## TASK DIRECTIONS
Each record that follows is to be transcribed exactly, excluding its images.

## PROVIDED DATA
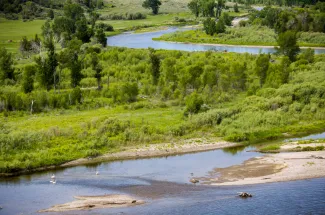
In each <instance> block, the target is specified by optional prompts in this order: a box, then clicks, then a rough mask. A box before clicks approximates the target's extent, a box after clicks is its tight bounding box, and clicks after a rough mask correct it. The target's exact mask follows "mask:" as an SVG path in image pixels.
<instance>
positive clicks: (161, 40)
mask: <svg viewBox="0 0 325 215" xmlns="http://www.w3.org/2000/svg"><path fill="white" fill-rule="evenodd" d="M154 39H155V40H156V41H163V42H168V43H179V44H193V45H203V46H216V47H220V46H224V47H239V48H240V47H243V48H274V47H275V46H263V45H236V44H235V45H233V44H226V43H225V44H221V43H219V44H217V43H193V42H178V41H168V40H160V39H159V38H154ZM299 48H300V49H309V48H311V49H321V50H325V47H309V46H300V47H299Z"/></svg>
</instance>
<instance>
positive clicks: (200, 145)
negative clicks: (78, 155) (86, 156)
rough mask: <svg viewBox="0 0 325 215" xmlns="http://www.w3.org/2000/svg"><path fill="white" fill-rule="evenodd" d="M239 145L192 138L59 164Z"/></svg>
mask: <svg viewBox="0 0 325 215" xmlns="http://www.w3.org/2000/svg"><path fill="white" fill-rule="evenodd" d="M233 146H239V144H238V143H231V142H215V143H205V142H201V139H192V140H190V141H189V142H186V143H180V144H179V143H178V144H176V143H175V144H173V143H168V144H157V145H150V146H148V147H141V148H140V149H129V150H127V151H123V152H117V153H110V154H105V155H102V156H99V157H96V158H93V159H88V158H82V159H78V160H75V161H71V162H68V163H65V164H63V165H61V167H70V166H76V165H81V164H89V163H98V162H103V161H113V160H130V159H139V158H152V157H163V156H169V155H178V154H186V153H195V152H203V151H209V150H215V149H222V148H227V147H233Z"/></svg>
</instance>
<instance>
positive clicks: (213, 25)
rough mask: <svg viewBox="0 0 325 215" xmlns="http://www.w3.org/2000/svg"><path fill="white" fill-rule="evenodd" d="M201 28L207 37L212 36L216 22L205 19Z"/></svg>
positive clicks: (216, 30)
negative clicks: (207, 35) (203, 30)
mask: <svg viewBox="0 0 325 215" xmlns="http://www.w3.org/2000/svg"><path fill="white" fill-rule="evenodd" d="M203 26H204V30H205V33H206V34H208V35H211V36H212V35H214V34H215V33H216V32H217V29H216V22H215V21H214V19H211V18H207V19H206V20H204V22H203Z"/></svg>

## OUTPUT FOR THIS EXERCISE
In each <instance> block, the target is specified by optional prompts in this order: a box, then clicks, then a rough mask. A box before clicks approximates the target's extent, a box after clicks is its tight bounding box, and clicks after a rough mask correct it. The target's exact mask follows "mask:" as an SVG path in image pixels.
<instance>
positive clicks: (161, 40)
mask: <svg viewBox="0 0 325 215" xmlns="http://www.w3.org/2000/svg"><path fill="white" fill-rule="evenodd" d="M154 39H155V40H156V41H163V42H168V43H179V44H193V45H203V46H216V47H220V46H224V47H239V48H240V47H243V48H274V47H275V46H263V45H236V44H235V45H233V44H226V43H225V44H221V43H219V44H217V43H193V42H178V41H168V40H160V39H159V38H154ZM299 48H300V49H309V48H311V49H321V50H325V47H309V46H300V47H299Z"/></svg>
</instance>
<instance>
positive clicks: (200, 145)
negative clicks: (78, 155) (86, 156)
rough mask: <svg viewBox="0 0 325 215" xmlns="http://www.w3.org/2000/svg"><path fill="white" fill-rule="evenodd" d="M239 145L192 138L59 164Z"/></svg>
mask: <svg viewBox="0 0 325 215" xmlns="http://www.w3.org/2000/svg"><path fill="white" fill-rule="evenodd" d="M233 146H239V144H238V143H231V142H215V143H205V142H201V139H192V140H190V141H189V142H186V143H180V144H179V143H178V144H176V143H175V144H173V143H168V144H157V145H150V146H148V147H141V148H140V149H129V150H127V151H123V152H117V153H110V154H105V155H102V156H99V157H96V158H93V159H88V158H82V159H78V160H75V161H71V162H68V163H65V164H63V165H61V167H70V166H76V165H81V164H89V163H98V162H103V161H113V160H130V159H139V158H152V157H163V156H169V155H178V154H186V153H195V152H203V151H209V150H215V149H222V148H227V147H233Z"/></svg>
</instance>
<instance>
positive clicks: (213, 25)
rough mask: <svg viewBox="0 0 325 215" xmlns="http://www.w3.org/2000/svg"><path fill="white" fill-rule="evenodd" d="M201 28L207 37L212 36L216 22L205 19Z"/></svg>
positive clicks: (216, 30)
negative clicks: (207, 35) (203, 30)
mask: <svg viewBox="0 0 325 215" xmlns="http://www.w3.org/2000/svg"><path fill="white" fill-rule="evenodd" d="M203 26H204V30H205V33H206V34H208V35H211V36H212V35H214V34H215V33H216V32H217V29H216V22H215V21H214V19H211V18H207V19H206V20H204V22H203Z"/></svg>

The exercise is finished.